REQUEST:
Can you reproduce all of the material below with "Observed" replaced by "Located" everywhere and everything else unchanged, leaving out the pictures?

DATA SUPPLIED:
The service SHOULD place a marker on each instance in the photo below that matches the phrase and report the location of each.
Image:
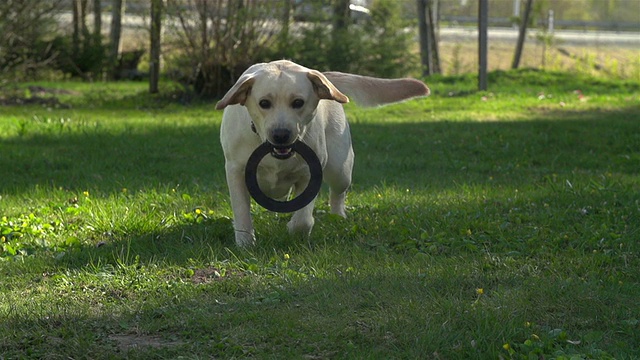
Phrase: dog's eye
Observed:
(265, 104)
(297, 103)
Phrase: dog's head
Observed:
(281, 98)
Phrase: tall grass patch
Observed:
(498, 224)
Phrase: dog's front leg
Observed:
(302, 220)
(240, 205)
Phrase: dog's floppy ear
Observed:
(238, 93)
(324, 88)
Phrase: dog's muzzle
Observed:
(281, 152)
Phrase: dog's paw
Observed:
(245, 239)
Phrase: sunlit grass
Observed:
(499, 224)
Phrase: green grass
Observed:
(501, 224)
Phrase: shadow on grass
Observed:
(225, 318)
(426, 154)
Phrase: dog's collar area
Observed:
(297, 203)
(281, 153)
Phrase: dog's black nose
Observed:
(281, 136)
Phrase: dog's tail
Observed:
(369, 91)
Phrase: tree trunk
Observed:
(423, 31)
(75, 36)
(483, 21)
(283, 41)
(522, 35)
(114, 37)
(339, 52)
(428, 39)
(156, 30)
(433, 37)
(97, 22)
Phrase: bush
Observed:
(25, 41)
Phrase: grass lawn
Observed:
(501, 224)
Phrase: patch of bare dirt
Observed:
(34, 95)
(126, 342)
(211, 274)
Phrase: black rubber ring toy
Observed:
(300, 201)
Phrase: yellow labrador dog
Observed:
(281, 102)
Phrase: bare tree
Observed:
(219, 39)
(429, 53)
(114, 36)
(483, 23)
(156, 30)
(522, 34)
(97, 22)
(339, 33)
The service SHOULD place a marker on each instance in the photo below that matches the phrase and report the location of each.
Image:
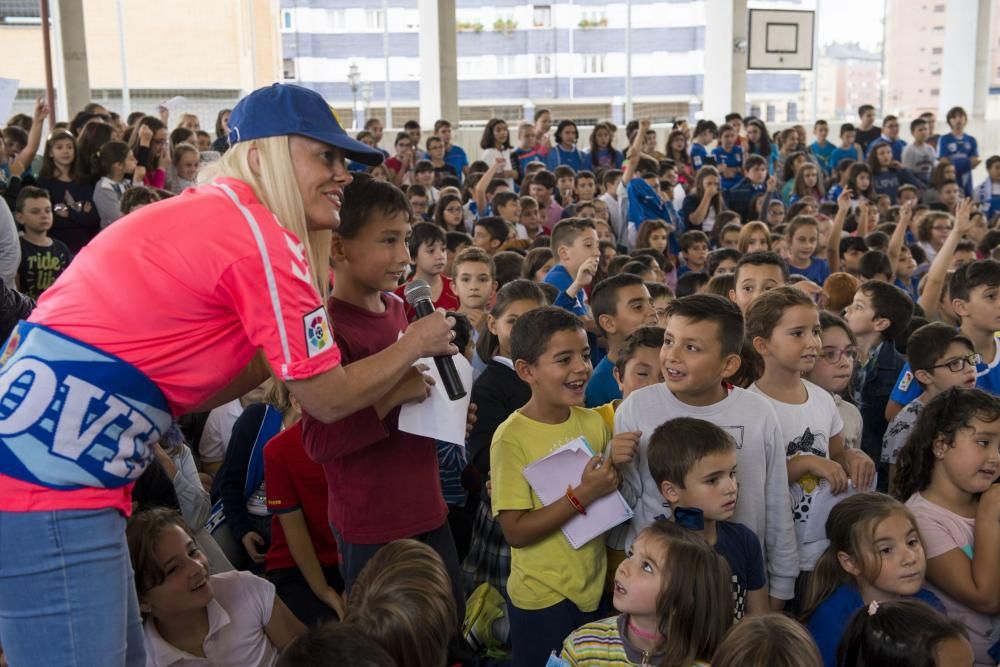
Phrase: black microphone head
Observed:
(417, 290)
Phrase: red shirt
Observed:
(383, 483)
(296, 482)
(448, 301)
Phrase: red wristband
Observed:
(574, 501)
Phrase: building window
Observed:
(373, 19)
(541, 16)
(467, 67)
(593, 64)
(506, 65)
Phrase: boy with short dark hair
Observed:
(728, 157)
(620, 304)
(694, 252)
(383, 483)
(803, 237)
(919, 157)
(701, 350)
(852, 249)
(490, 233)
(43, 259)
(741, 195)
(822, 149)
(693, 463)
(875, 265)
(474, 284)
(880, 312)
(429, 254)
(577, 251)
(848, 149)
(940, 358)
(756, 273)
(553, 588)
(543, 185)
(867, 131)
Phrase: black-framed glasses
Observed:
(833, 355)
(958, 365)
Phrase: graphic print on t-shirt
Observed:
(802, 488)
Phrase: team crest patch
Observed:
(906, 381)
(318, 336)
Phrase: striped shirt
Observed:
(602, 644)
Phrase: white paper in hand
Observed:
(439, 417)
(8, 91)
(549, 477)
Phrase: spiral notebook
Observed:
(549, 477)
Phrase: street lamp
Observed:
(367, 91)
(354, 77)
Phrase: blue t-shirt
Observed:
(741, 549)
(897, 146)
(559, 156)
(602, 387)
(606, 157)
(559, 276)
(987, 378)
(960, 150)
(698, 155)
(843, 154)
(828, 622)
(824, 155)
(817, 271)
(458, 160)
(730, 158)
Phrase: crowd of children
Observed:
(782, 354)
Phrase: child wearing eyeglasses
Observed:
(941, 357)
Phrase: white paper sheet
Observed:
(439, 417)
(174, 103)
(549, 477)
(8, 91)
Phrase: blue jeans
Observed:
(535, 633)
(67, 594)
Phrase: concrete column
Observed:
(725, 81)
(965, 71)
(438, 62)
(73, 40)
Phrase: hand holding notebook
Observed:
(549, 478)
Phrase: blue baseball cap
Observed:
(284, 108)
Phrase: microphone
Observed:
(418, 295)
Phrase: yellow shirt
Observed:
(550, 571)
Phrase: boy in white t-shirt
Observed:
(701, 345)
(783, 327)
(940, 357)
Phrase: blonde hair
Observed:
(403, 600)
(770, 640)
(276, 188)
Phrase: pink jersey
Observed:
(187, 290)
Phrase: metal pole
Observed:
(628, 60)
(385, 53)
(50, 92)
(126, 97)
(882, 83)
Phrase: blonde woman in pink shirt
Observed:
(178, 307)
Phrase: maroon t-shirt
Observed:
(383, 483)
(296, 482)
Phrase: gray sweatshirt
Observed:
(763, 505)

SOLUTION TO THE PROBLEM:
The service SHOULD place a marker on each instance in the photo below that matches the phrase and report the location of each.
Image:
Phrase: dog's eye
Located:
(265, 104)
(297, 103)
Phrase: dog's head
Located:
(281, 98)
Phrase: tall grass patch
Located:
(498, 224)
Phrase: dog's front leg
Located:
(302, 220)
(240, 205)
Phrase: dog's floppy ear
Located:
(238, 93)
(324, 88)
Phrase: dog's muzzle
Located:
(281, 152)
Phrase: dog's paw
Located:
(245, 239)
Phrase: sunlit grass
Located:
(499, 224)
Phrase: green grass
Located:
(501, 224)
Phrase: shadow on grass
Located:
(225, 318)
(426, 154)
Phrase: dog's collar area
Located:
(297, 203)
(281, 153)
Phrase: dog's black nose
Located:
(281, 136)
Phrase: dog's tail
Located:
(369, 91)
Phrase: tree trunk
Located:
(423, 31)
(75, 36)
(483, 21)
(283, 41)
(522, 35)
(114, 37)
(339, 52)
(428, 39)
(156, 30)
(433, 37)
(97, 22)
Phrase: bush
Located:
(25, 41)
Phrase: grass lawn
Located:
(501, 224)
Phrase: patch of bare dirt
Located:
(34, 95)
(126, 342)
(211, 274)
Phrase: black rubber ring toy
Located:
(300, 201)
Phrase: yellow labrador dog
Located:
(281, 102)
Phrase: bare tree
Located:
(219, 39)
(429, 53)
(114, 36)
(483, 23)
(156, 30)
(522, 34)
(97, 22)
(339, 33)
The service SHOULD place a marker on each instance in the photo below that matches the phrase and report the location of each.
Image:
Phrase: black microphone head
Located:
(417, 290)
Phrase: red shirt
Located:
(383, 483)
(296, 482)
(448, 301)
Phrase: red wristband
Located:
(574, 501)
Phrase: building window
Located:
(373, 19)
(541, 16)
(467, 67)
(593, 64)
(506, 65)
Phrase: boy with short dark hair
Located:
(728, 157)
(620, 304)
(694, 252)
(383, 483)
(803, 237)
(919, 157)
(701, 350)
(852, 249)
(490, 233)
(43, 259)
(741, 195)
(822, 149)
(693, 463)
(875, 265)
(474, 284)
(880, 312)
(429, 254)
(577, 251)
(848, 149)
(940, 358)
(756, 273)
(553, 588)
(543, 185)
(867, 131)
Phrase: black-framed glasses
Located:
(833, 355)
(958, 365)
Phrase: graphic print on t-shirt
Located:
(802, 488)
Phrase: team crest patch
Located:
(906, 381)
(318, 336)
Phrase: striped shirt
Located:
(602, 644)
Phrase: white paper in hand
Located:
(439, 417)
(8, 91)
(549, 477)
Phrase: spiral notebook
Located:
(549, 477)
Phrase: street lamp
Located:
(367, 91)
(354, 77)
Phrase: blue t-shirt
Located:
(741, 549)
(897, 146)
(559, 156)
(602, 387)
(606, 157)
(559, 276)
(987, 378)
(960, 150)
(698, 155)
(843, 154)
(828, 622)
(824, 155)
(817, 271)
(458, 160)
(730, 158)
Phrase: crowd of children
Located:
(782, 354)
Phrase: child wearing eyeglasses
Located:
(941, 357)
Phrase: white paper sheet
Located:
(439, 417)
(174, 103)
(549, 477)
(8, 91)
Phrase: blue jeans
Located:
(535, 633)
(67, 594)
Phrase: concrete column
Located:
(725, 81)
(965, 71)
(438, 62)
(73, 40)
Phrase: hand holding notebook
Located:
(549, 478)
Phrase: blue baseball cap
Located:
(284, 108)
Phrase: microphone
Located:
(418, 295)
Phrase: yellow shirt
Located:
(550, 571)
Phrase: boy in white t-shirt
Located:
(701, 345)
(783, 327)
(940, 357)
Phrase: blonde hair
Located:
(403, 600)
(770, 640)
(276, 188)
Phrase: pink jersey
Located:
(187, 290)
Phrase: metal pole
Located:
(628, 60)
(385, 53)
(50, 92)
(126, 97)
(882, 83)
Phrase: blonde woman in pink shirt
Located:
(178, 307)
Phrase: maroon t-shirt
Located:
(383, 483)
(296, 482)
Phrase: gray sweatshirt
Located:
(763, 505)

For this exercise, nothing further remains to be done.